# [Records for this exercise]
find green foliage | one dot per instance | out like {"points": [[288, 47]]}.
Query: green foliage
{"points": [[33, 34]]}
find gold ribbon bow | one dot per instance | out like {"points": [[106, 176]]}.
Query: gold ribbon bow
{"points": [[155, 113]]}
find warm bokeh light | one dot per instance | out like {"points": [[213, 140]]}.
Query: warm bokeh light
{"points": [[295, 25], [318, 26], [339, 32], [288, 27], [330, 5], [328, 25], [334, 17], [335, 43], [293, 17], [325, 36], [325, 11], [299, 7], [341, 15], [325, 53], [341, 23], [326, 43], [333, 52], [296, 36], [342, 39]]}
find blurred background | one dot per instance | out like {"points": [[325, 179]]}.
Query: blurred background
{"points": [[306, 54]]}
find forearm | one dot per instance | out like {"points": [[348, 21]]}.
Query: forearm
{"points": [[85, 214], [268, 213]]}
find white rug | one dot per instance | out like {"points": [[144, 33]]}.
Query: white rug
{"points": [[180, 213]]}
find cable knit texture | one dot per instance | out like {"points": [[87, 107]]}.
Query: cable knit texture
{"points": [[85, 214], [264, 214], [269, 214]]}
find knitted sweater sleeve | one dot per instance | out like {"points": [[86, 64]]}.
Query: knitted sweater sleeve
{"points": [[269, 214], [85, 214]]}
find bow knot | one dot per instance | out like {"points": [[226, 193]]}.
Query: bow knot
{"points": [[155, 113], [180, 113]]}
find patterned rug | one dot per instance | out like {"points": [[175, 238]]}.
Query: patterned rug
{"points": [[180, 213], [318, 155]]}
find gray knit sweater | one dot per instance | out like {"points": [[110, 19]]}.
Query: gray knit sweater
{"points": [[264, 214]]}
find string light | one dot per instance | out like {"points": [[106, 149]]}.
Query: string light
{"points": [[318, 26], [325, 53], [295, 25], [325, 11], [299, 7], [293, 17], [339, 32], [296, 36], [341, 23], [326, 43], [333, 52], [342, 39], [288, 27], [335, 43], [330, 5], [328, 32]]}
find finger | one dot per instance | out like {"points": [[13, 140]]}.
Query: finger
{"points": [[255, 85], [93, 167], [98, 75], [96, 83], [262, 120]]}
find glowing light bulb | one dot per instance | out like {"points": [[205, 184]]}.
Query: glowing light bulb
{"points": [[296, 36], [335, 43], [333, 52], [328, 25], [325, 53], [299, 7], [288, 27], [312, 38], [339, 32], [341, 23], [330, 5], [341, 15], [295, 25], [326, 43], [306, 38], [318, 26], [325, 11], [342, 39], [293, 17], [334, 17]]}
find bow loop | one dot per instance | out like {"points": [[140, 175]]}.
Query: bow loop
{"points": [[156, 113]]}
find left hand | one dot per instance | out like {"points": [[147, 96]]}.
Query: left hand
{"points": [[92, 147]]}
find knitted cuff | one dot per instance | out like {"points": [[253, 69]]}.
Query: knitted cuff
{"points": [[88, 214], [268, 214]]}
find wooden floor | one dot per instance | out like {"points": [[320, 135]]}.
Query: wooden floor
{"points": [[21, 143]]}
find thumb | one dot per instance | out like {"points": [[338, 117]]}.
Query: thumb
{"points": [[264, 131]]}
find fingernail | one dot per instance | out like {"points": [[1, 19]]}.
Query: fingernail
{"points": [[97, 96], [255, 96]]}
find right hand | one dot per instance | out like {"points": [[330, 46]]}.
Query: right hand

# [Your assignment]
Starting with the first line of the data above, copy each line exactly until you reach the line with "find warm bokeh"; include that line as well.

# [Result]
find green foliage | one dot per instance | out like {"points": [[288, 47]]}.
Query: green foliage
{"points": [[33, 34]]}
find gold ribbon bow | one dot per instance | out like {"points": [[106, 176]]}.
Query: gold ribbon bow
{"points": [[155, 113]]}
find warm bokeh light | one dot per instance | out like {"points": [[213, 140]]}.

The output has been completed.